Again, custom draw lets us get away with doing as little work as possible. What this example does is let Windows do all the painting for us, then overwrites the icon for each item that is selected. That way, all the user sees is the icon that we draw. The resulting list is pictured below. Notice that the icon of Stan looks the same as those of the unselected items.

 [sample list view 3 - 8K]

The only drawback to drawing in this way is that sometimes you can see a bit of flicker, since the icons are drawn twice in quick succession.

Using Custom Draw as a Replacement for Owner Draw

Another neat thing you can do with custom draw is use it to do the same thing you would do with owner draw. The difference is that IMO the code is much easier to write and understand when using custom draw. The other advantage is that if you only need to owner-draw certain rows, you can do that and have Windows draw the others. When doing a real owner-drawn control, you have to do everything, even if you don't need any "special effects" for some rows.

When you owner-draw using custom draw, you handle the NM_CUSTOMDRAW message sent during an item's pre-paint stage, do all the drawing, and return CDRF_SKIPDEFAULT from your handler. This is different than what we've done so far. CDRF_SKIPDEFAULT tells Windows to not do any painting in the row because you've already done it all.

I won't include the code for this example here in the article, since it's a bit long, but you can step through the code in the debugger and see what's happening. If you arrange your windows so you can see both the demo app's dialog and the code at the same time, you'll see the painting happening step-by-step. The list control is pretty simple, with just one column and no header control. The list looks like this:

 [sample list view 4 - 6K]

Other Things You Can (Supposedly) Do

With a little imagination, you can create some rather neat effects using custom draw. In a recent project I did at work, I wrote a list control that looks like this:

 [sample 2-line report view - 5K]

I won't mention the product by name, since I don't want this to turn into an advertisement, but you can probably figure it out. Smile | :) Notice how the list control items look normal if the text fits on one line, but the text wraps to two lines if necessary. This way, all of the text is visible, and the user doesn't have to keep scrolling back and forth to read all of the text. I achieved this effect by handling the pre-paint stage and doing all the drawing myself.

********

Written request 1: In the custom draw article, what value does the handler return to tell Windows not to paint the row?
Written request 2: Give the part of the custom draw article starting at "[sample list view 4" and ending at "the drawing myself." again, renaming "list control" to "list view".
Written request 3: Take the custom draw article further, picking up right after its last sentence.
The rows are separate from the article above and stand on their own.

********

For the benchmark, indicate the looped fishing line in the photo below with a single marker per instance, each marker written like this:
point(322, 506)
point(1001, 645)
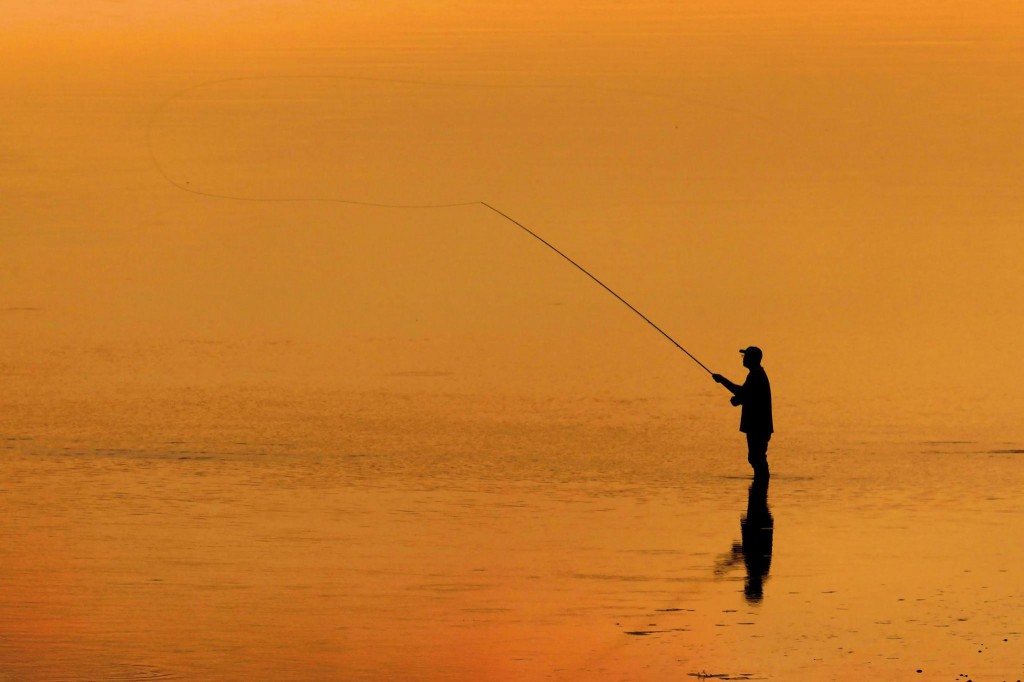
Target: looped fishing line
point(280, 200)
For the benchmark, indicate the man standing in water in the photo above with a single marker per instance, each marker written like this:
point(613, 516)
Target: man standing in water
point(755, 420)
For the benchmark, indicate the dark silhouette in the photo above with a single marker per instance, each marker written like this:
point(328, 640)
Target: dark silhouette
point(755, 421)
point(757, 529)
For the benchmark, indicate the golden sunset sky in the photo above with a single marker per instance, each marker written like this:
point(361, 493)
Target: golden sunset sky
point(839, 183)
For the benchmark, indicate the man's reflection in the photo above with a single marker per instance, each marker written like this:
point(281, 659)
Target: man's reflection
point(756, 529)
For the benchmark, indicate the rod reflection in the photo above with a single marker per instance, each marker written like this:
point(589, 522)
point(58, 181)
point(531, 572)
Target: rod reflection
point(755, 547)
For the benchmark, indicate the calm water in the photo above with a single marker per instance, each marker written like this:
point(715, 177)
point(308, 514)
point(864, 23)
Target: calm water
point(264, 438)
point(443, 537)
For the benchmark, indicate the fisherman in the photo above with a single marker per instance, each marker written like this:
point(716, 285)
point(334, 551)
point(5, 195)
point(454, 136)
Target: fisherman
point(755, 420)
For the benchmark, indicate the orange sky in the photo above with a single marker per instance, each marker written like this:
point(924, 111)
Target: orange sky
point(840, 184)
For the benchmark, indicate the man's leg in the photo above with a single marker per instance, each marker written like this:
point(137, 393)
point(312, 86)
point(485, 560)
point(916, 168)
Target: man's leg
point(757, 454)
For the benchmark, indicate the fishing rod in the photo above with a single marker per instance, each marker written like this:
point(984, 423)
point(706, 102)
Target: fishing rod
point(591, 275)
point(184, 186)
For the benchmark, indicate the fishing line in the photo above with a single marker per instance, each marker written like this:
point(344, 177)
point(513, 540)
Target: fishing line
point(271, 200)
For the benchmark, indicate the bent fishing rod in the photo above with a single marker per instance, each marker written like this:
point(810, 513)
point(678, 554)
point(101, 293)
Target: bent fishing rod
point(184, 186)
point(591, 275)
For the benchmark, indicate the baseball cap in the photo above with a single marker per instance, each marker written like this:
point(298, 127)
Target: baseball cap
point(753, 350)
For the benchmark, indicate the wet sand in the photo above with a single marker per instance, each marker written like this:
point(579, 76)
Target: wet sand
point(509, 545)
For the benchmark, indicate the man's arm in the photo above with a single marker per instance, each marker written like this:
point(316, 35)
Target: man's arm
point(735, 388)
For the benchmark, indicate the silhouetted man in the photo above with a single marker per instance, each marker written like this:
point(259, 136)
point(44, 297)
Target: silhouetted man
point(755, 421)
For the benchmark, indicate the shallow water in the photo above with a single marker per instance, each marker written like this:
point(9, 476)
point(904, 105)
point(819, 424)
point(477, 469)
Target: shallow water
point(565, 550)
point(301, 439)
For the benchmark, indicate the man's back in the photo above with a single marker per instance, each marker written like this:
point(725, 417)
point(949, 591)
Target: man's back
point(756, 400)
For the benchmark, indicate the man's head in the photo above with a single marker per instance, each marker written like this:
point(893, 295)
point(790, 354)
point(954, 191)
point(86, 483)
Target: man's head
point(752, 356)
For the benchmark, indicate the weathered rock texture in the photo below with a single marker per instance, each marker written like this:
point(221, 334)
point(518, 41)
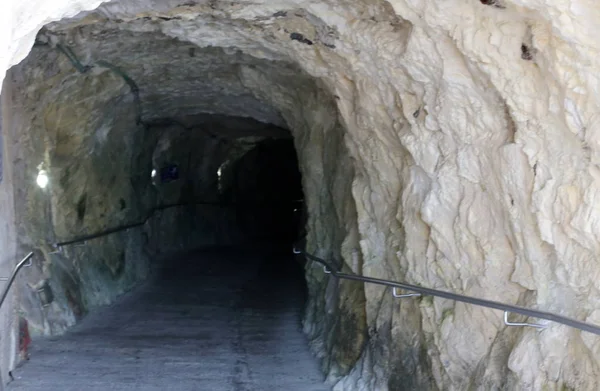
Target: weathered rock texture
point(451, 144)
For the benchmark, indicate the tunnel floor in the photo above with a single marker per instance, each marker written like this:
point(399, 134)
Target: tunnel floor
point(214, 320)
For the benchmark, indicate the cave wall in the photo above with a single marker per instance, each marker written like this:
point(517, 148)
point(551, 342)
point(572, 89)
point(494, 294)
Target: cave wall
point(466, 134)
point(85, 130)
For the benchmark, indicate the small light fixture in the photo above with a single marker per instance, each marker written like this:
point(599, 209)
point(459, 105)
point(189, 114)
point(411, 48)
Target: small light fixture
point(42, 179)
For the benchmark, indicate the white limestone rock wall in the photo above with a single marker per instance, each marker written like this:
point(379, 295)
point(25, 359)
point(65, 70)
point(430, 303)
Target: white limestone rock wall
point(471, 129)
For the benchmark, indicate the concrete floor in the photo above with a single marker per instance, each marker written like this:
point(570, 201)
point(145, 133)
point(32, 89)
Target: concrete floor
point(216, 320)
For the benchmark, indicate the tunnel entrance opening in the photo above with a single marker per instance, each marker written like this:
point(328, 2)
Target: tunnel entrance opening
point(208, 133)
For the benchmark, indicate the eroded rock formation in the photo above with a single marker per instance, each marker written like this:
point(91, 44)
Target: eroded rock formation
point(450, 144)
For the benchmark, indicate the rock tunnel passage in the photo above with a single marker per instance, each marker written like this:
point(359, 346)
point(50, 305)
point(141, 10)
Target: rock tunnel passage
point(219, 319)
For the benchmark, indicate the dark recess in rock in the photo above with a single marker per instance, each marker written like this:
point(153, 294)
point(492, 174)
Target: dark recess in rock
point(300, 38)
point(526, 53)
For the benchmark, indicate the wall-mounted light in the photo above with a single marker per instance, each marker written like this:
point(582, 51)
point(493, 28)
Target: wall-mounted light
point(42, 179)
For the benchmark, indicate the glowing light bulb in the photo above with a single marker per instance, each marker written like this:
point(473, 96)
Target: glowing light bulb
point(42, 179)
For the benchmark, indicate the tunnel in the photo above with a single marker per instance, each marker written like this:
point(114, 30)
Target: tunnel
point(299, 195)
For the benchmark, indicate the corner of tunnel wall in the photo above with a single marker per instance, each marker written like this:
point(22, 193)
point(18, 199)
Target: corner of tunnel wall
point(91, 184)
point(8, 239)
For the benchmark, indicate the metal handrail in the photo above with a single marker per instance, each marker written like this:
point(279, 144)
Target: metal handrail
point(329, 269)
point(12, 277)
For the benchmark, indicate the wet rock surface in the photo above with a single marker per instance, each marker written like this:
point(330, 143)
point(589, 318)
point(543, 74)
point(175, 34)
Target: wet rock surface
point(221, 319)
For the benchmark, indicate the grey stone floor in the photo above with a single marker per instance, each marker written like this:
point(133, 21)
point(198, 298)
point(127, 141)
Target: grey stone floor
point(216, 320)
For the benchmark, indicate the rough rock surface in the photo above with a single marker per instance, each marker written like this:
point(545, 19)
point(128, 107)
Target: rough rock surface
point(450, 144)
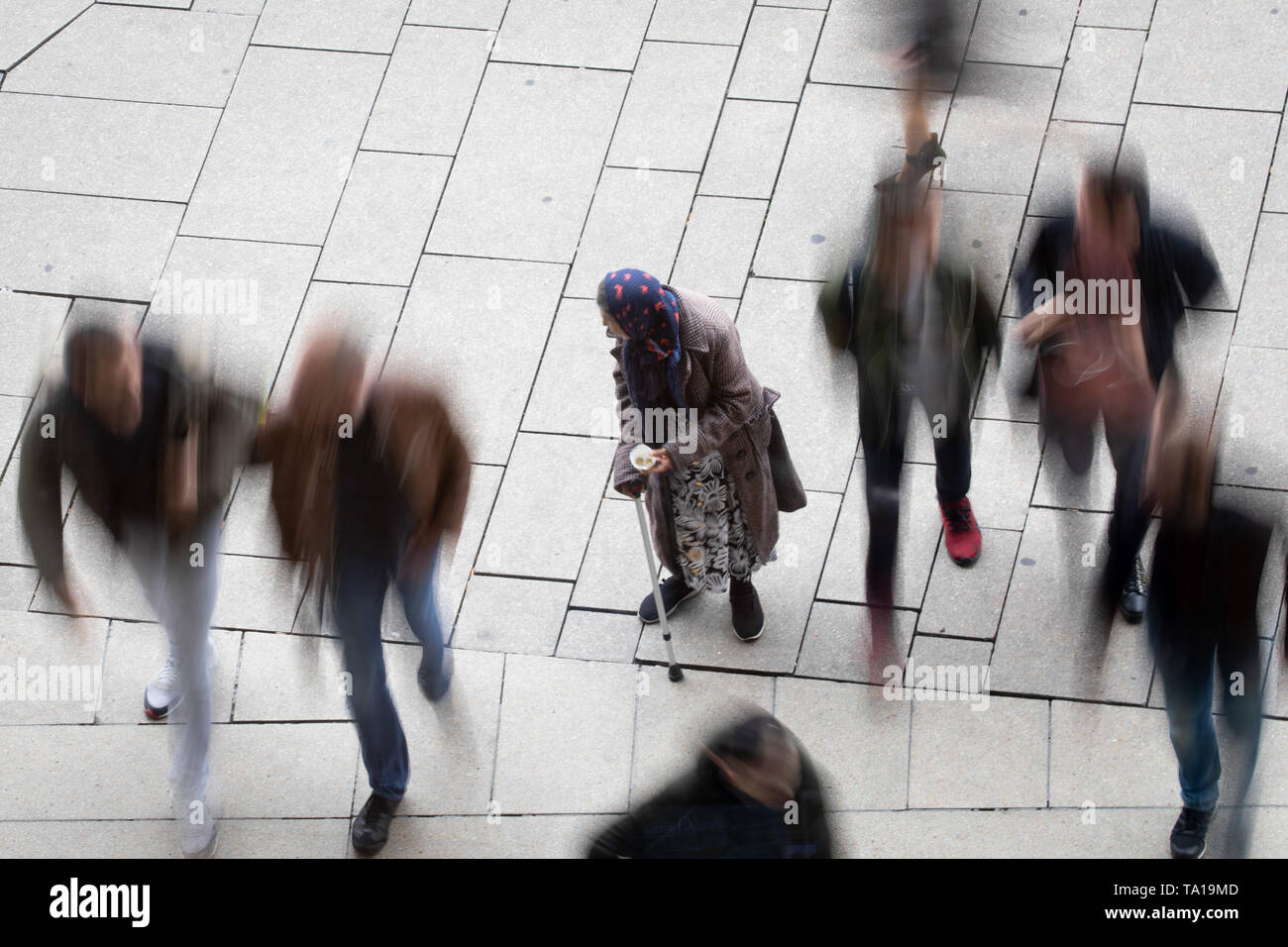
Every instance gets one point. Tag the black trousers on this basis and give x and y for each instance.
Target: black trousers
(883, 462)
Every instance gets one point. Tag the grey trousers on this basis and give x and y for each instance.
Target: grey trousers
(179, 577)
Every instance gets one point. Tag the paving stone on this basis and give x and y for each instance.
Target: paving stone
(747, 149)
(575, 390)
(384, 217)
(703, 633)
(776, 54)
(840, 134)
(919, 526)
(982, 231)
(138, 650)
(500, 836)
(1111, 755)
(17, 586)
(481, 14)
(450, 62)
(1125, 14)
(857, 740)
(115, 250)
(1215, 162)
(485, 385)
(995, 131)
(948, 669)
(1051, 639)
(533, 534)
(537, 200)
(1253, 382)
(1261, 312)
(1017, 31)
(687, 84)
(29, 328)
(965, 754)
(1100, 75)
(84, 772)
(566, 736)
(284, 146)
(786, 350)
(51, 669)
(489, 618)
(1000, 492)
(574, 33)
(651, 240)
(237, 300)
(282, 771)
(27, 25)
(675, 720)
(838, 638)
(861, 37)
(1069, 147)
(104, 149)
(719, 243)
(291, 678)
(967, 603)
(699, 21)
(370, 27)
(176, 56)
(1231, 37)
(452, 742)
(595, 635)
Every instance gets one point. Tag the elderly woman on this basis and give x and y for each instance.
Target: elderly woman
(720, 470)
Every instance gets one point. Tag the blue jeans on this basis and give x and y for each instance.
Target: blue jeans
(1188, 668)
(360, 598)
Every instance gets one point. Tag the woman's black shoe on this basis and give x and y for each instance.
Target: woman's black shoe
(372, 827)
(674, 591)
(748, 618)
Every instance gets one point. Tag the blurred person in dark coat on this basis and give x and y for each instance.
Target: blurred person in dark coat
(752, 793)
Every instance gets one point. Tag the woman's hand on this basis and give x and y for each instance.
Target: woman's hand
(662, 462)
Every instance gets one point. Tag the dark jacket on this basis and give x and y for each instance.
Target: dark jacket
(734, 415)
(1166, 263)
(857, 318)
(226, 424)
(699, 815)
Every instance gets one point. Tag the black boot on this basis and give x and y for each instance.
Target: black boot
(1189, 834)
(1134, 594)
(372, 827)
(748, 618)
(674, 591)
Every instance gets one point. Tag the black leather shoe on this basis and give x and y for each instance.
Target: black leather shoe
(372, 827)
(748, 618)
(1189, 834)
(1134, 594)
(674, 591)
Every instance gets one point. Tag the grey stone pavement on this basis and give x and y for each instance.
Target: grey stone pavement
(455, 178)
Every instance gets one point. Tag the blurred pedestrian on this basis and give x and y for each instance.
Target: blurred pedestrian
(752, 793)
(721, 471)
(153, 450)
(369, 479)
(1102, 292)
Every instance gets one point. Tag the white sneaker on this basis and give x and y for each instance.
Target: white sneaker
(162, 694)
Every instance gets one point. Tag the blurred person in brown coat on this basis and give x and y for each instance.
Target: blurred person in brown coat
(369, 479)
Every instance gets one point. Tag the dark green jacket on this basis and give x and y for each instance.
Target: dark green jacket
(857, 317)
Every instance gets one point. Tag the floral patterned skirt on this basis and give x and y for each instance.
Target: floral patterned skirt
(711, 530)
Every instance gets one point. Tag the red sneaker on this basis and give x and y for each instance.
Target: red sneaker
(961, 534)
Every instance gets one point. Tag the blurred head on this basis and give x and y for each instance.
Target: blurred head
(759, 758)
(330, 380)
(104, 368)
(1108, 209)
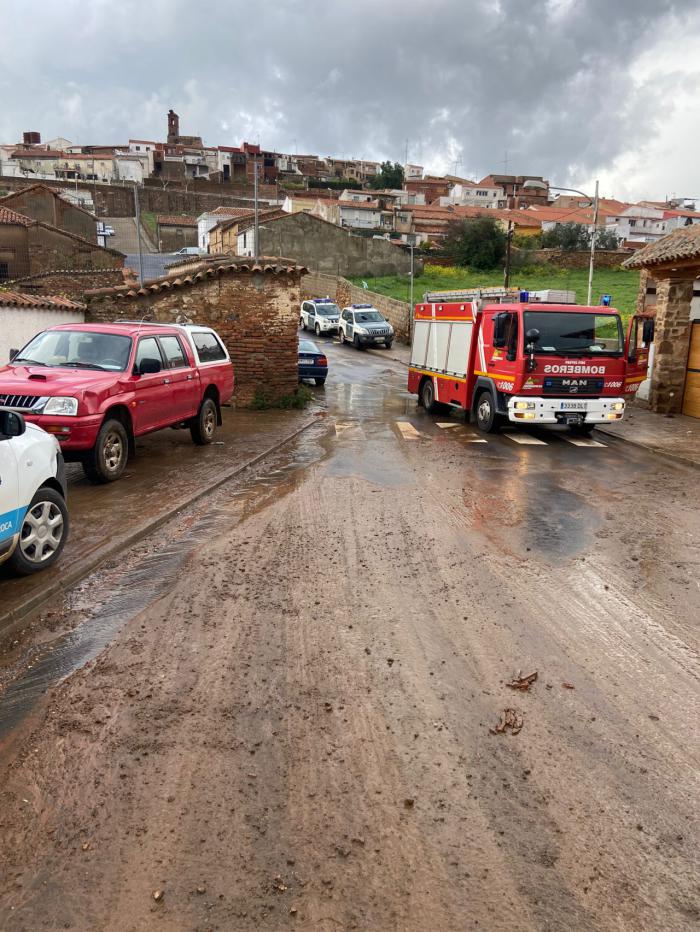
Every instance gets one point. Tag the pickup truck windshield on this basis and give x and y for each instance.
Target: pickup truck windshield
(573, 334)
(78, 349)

********

Written reply 1: CDRF_SKIPDEFAULT

Written reply 2:
[sample list view 4 - 6K]

Other Things You Can (Supposedly) Do

With a little imagination, you can create some rather neat effects using custom draw. In a recent project I did at work, I wrote a list view that looks like this:

 [sample 2-line report view - 5K]

I won't mention the product by name, since I don't want this to turn into an advertisement, but you can probably figure it out. Smile | :) Notice how the list view items look normal if the text fits on one line, but the text wraps to two lines if necessary. This way, all of the text is visible, and the user doesn't have to keep scrolling back and forth to read all of the text. I achieved this effect by handling the pre-paint stage and doing all the drawing myself.

Written reply 3:
As for why the title of this section says "supposedly": As I mentioned earlier, the docs state that you can do custom draw processing during the pre-erase and post-erase draw stages. I had never written code that acted during those stages before, so in the process of writing this article, I planned on doing an example that painted a pattern behind the list items after they were erased. However, I was unable to get Windows to send NM_CUSTOMDRAW messages during either the pre-erase or post-erase stages! I tried several things in my custom draw handler, and experimented a bit, but in the end I had to give up. I am suspicious of the documentation on this one, since on the page titled "NM_CUSTOMDRAW (list view)", it lists a return code (CDRF_NOTIFYITEMERASE) which does not even exist in the commctrl.h header file! When such a vital piece of information is wrong, I tend to view the surrounding documentation as being of questionable accuracy.

In any event, if you did handle the pre-erase or post-erase stage, you would also need to handle the pre-paint stage. Otherwise, the default Windows behavior would wipe out the drawing you did during the erase stage. Given that fact, I couldn't come up with anything that would require you to handle one of the erase stages; any special effects could be accomplished in the paint stages just as easily.

Demo Project

The demo project is a wizard that contains the four list controls I covered in this article. The project has the complete code for the list controls and the custom draw handlers, which you should inspect and step through to get a better feel for how custom draw works and how you can use it in your own programs.

License

This article, along with any associated source code and files, is licensed under The Code Project Open License (CPOL)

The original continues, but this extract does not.